TEXT SEGMENT -

==================================================

Another highlight of the festival was the concert performed by the Galilee Chamber Orchestra, founded in 2012 and consisting in equal proportions of Israeli and Palestinian musicians. Born in Nazareth, Palestinian conductor Saleem Ashkar, who also performs as piano soloist, expressly pursues the goal of bridging the gap between Arabs and Jews via music.

Ashkar and his orchestra performed Joseph Haydn’s dramatic overture to his opera L isola disabitata (The Desert Island) and Beethoven’s Piano Concerto No. 2 in B-flat major and Symphony No. 1 in C major with remarkable ease and in a thoroughly coordinated manner as though melded into one. The orchestra’s message of reconciliation was unmistakable for any attentive listener.

The premiere of Overcoming by Palestinian composer Wisam Gibran (also born in Nazareth), which he composed on the subject of “courage” for this year’s Rheingau Musik Festival, also struck a profound note. Traditional motifs and melodies played on the oud, a lute-type stringed instrument popular in the Middle East and North Africa, combined with European compositional structures, convey something of the tragic history and struggle for survival—both of the Jewish population in the Holocaust and the postwar Palestinian population.

==================================================

TASK - List every musical work that the festival report names as performed or premiered. The records that follow come from a separate source unrelated to the festival report.

==================================================

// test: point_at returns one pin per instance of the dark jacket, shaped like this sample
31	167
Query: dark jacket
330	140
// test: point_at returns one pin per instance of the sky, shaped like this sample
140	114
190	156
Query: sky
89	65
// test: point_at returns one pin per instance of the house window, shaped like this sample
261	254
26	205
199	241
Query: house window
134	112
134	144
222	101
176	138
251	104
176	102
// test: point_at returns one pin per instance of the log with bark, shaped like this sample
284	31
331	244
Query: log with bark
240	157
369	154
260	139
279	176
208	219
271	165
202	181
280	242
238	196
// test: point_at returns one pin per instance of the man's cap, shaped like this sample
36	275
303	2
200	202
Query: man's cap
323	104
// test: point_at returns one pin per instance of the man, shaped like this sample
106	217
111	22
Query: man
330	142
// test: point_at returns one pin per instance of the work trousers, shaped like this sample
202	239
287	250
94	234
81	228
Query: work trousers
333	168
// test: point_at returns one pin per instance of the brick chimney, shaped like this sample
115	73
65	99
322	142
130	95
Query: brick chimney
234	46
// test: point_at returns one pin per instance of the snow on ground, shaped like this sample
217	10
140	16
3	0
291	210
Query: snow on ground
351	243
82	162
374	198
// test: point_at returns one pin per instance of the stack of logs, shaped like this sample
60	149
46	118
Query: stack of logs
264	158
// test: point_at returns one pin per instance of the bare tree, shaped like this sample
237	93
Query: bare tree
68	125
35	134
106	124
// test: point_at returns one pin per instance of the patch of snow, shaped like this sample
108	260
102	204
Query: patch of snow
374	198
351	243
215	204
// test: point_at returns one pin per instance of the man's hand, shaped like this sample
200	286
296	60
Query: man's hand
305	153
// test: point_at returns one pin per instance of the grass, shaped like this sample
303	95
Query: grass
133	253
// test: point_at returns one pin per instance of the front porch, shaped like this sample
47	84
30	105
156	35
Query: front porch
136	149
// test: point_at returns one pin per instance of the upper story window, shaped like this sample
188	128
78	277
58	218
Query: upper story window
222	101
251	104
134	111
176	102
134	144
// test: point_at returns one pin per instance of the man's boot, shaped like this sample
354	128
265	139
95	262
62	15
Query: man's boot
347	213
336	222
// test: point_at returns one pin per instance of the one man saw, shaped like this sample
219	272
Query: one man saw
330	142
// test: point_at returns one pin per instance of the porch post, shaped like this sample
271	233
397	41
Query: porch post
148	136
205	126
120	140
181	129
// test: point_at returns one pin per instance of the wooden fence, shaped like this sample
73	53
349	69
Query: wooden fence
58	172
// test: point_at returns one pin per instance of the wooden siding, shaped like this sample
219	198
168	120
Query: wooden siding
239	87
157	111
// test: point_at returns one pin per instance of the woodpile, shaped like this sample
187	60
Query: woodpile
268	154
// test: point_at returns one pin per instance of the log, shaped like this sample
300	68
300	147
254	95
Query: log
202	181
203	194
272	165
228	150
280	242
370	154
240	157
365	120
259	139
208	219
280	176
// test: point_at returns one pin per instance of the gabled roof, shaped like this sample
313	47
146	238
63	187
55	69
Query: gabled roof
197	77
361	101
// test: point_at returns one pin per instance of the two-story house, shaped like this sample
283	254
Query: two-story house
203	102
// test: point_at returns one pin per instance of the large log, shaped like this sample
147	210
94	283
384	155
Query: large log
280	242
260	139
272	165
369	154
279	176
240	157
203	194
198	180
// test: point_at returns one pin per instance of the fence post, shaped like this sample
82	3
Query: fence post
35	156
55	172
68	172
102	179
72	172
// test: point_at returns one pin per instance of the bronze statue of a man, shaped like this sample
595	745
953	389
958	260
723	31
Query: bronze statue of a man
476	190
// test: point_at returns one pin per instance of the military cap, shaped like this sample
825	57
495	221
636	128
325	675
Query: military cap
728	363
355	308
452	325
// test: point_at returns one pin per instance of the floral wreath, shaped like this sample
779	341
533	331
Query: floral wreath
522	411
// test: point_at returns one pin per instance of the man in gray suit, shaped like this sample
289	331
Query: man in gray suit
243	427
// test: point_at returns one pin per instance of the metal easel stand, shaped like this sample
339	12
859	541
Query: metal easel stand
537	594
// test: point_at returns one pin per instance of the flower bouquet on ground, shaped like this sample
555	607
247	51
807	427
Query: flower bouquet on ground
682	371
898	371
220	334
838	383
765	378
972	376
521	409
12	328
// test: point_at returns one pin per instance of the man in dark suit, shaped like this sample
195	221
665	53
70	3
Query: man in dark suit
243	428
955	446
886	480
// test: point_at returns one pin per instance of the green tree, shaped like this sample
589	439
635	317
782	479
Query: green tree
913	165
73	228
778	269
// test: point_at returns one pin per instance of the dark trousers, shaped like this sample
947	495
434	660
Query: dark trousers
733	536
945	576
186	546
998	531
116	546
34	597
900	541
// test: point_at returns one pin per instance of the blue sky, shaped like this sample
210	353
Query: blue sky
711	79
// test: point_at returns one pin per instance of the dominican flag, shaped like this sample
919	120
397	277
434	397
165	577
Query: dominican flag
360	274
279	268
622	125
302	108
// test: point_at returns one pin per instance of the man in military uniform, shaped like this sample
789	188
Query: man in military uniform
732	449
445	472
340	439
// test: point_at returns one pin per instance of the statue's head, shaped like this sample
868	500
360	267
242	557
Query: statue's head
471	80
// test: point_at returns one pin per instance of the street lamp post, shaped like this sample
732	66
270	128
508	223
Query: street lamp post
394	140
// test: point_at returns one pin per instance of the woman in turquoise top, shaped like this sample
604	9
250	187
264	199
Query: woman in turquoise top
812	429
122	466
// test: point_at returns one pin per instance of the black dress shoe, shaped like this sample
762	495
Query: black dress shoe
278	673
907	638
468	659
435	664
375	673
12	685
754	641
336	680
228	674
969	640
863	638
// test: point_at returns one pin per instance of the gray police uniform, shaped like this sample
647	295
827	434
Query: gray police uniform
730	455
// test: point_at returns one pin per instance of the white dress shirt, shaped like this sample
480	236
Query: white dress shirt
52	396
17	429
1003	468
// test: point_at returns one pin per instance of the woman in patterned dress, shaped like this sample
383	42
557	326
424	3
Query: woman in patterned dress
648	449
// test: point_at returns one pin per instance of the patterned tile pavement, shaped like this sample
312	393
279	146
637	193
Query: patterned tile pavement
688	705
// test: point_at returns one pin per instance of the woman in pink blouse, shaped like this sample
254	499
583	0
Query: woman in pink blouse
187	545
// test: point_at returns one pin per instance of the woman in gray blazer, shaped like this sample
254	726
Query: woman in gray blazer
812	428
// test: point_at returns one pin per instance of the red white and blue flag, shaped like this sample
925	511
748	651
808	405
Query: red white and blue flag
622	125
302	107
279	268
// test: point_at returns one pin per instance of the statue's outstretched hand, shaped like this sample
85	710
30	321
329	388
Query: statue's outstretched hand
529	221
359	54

==================================================

ANSWER FOR THIS EXERCISE -
- Joseph Haydn's overture to his opera L isola disabitata (The Desert Island)
- Beethoven's Piano Concerto No. 2 in B-flat major
- Beethoven's Symphony No. 1 in C major
- Overcoming by Wisam Gibran